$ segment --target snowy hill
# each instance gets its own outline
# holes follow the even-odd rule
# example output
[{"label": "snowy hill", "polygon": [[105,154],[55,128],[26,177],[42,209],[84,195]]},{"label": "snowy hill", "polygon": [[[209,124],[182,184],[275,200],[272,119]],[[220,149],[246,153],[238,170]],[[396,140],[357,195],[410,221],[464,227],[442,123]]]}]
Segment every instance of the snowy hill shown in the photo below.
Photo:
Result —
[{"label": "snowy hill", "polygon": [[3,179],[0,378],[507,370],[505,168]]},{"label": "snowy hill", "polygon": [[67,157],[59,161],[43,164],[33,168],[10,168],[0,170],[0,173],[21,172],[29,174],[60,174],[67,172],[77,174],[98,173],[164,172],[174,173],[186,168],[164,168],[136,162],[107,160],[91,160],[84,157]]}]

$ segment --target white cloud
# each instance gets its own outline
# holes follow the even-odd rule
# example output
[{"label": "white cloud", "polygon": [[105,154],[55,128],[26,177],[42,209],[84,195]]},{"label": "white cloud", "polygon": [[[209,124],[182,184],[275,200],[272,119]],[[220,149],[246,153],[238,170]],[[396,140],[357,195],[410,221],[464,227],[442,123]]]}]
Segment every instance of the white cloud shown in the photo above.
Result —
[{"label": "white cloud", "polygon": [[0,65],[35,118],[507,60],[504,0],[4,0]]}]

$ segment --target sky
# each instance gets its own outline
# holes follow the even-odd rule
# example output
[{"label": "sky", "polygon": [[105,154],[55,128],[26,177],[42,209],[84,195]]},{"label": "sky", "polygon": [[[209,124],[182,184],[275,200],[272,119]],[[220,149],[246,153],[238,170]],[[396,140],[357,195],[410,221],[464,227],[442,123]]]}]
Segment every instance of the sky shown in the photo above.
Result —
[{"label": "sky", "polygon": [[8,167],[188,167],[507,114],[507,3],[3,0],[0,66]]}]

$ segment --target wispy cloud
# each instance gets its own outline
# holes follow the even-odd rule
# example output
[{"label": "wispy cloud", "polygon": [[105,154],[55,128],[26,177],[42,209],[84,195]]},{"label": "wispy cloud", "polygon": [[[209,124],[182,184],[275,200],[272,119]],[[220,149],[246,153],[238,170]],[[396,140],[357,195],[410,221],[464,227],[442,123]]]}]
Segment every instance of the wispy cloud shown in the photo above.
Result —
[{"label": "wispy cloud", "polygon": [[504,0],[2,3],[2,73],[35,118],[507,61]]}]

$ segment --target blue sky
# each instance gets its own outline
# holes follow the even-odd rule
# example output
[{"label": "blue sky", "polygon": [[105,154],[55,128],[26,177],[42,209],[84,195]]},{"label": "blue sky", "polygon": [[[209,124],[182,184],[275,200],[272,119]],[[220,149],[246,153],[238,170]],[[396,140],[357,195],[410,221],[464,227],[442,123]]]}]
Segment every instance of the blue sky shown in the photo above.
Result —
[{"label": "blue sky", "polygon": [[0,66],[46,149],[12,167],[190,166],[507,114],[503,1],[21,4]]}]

━━━

• **EXERCISE REQUIREMENTS**
Which lines in the items above contain the string "blue", with case taken into account? Return every such line in full.

• **RESULT OF THE EXERCISE**
$ segment --target blue sky
[{"label": "blue sky", "polygon": [[105,154],[55,128],[26,177],[42,209],[84,195]]},{"label": "blue sky", "polygon": [[[209,124],[182,184],[275,200],[272,119]],[[220,149],[246,153],[238,170]],[[396,140],[357,195],[410,221],[464,227],[442,123]]]}]
Segment every instance of the blue sky shown in the photo above.
[{"label": "blue sky", "polygon": [[0,66],[46,149],[12,167],[190,166],[507,114],[503,1],[21,4]]}]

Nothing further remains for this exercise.